• [TEKSTFRAGMENT]:
<<<<

Het orgeltje van yesterday door Rutger Kopland

Beoordeling 7
Foto van een scholier
Boekcover Het orgeltje van yesterday
Shadow
  • Boekverslag door een scholier
  • 6e klas vwo | 3664 woorden
  • 1 april 2021
  • 2 keer beoordeeld
Cijfer 7
2 keer beoordeeld

Boekcover Het orgeltje van yesterday
Shadow
Het orgeltje van yesterday door Rutger Kopland
Shadow

Inleiding

De bundel die ik heb gekozen is ‘Het orgeltje van yesterday’ van Rutger Kopland en uitgegeven door G.A. van Oorschot, de eerste druk verscheen in 1968, in Amsterdam, ik heb de 8e druk (1978). De bundel telt 40 pagina’s.

In vwo 4 heb ik al eerder een gedicht van Kopland gelezen en geanalyseerd, ‘Onder de appelboom’. Dit gedicht vond ik erg mooi, dus ik wist al dat ik een bundel van Kopland wilde lezen. Vervolgens heb ik online een aantal gedichtenbundels van Kopland opgezocht, en daaruit kwam ‘Het orgeltje van yesterday’.

>>>>

• [VERZAMELDE GEGEVENS]:
<<<<

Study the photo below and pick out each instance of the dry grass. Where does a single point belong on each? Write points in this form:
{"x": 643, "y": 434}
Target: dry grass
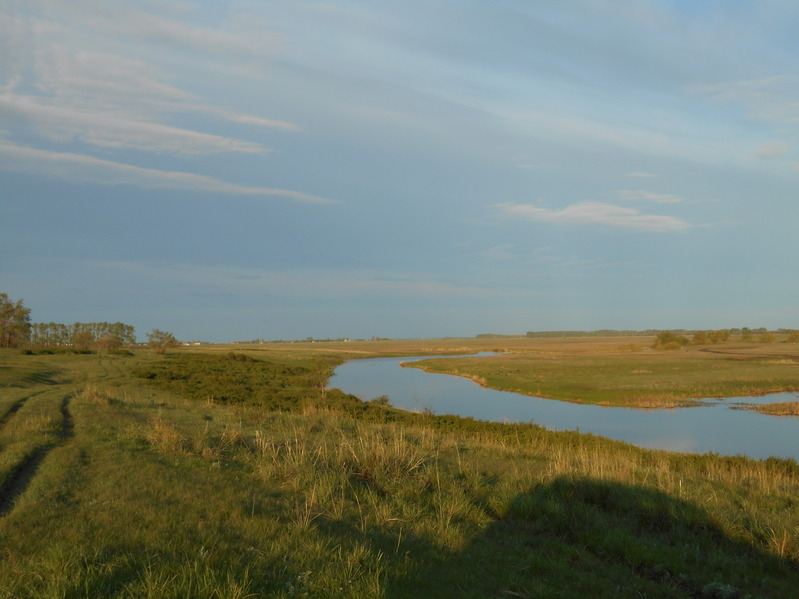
{"x": 790, "y": 408}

>>>>

• [OPDRACHT]:
Schrijf het boekverslag over ‘Het orgeltje van yesterday’ verder, aansluitend op de laatste zin. De regels hierboven hebben niets met het boekverslag te maken.

• [ANTWOORD]:
Ik kwam er achter dat Kopland wel eens inspiratie haalde uit The Beatles, dat is ook te zien in de titel van deze bundel. Afgelopen periode heb ik het boek ‘Het schervengericht’ gelezen van A.F.Th. van der Heijden, in deze roman zijn ook The Beatles verwerkt. En daarnaast luister ik graag naar hun muziek.

Na wat meer onderzoek te hebben gedaan over de bundel was ik wel benieuwd. Daarom heb ik uiteindelijk voor ‘Het orgeltje van yesterday’ gekozen

Bespreking bundel in geheel

‘Het orgeltje van yesterday’ is de tweede bundel van Rutger Kopland en het is de meest succesvolle dichtbundel van Kopland. De bundel heeft 27 gedichten en telt 40 pagina’s. Sommige gedichten zijn bij elkaar ingedeeld. Ook zijn er nog een aantal losstaande gedichten. Deze horen niet specifiek bij elkaar, maar hangen wel samen met het thema van de bundel.

Opbouw

De opbouw van de bundel is als volgt: Drie Wintergedichten (3), Drie Voorjaarsgedichten (3), ‘Verhaaltje voor jullie’, ‘De dokter van Jantje’, ‘Bericht terug aan de weduwe’, ‘Weggaan’, Reis (5), Gesprekken (5), Bij De Dood Van Mijn Vader (4) ‘Juffrouw A’, ‘Meneer K’ en ‘Herfst, Achterhoek, Achterberg’.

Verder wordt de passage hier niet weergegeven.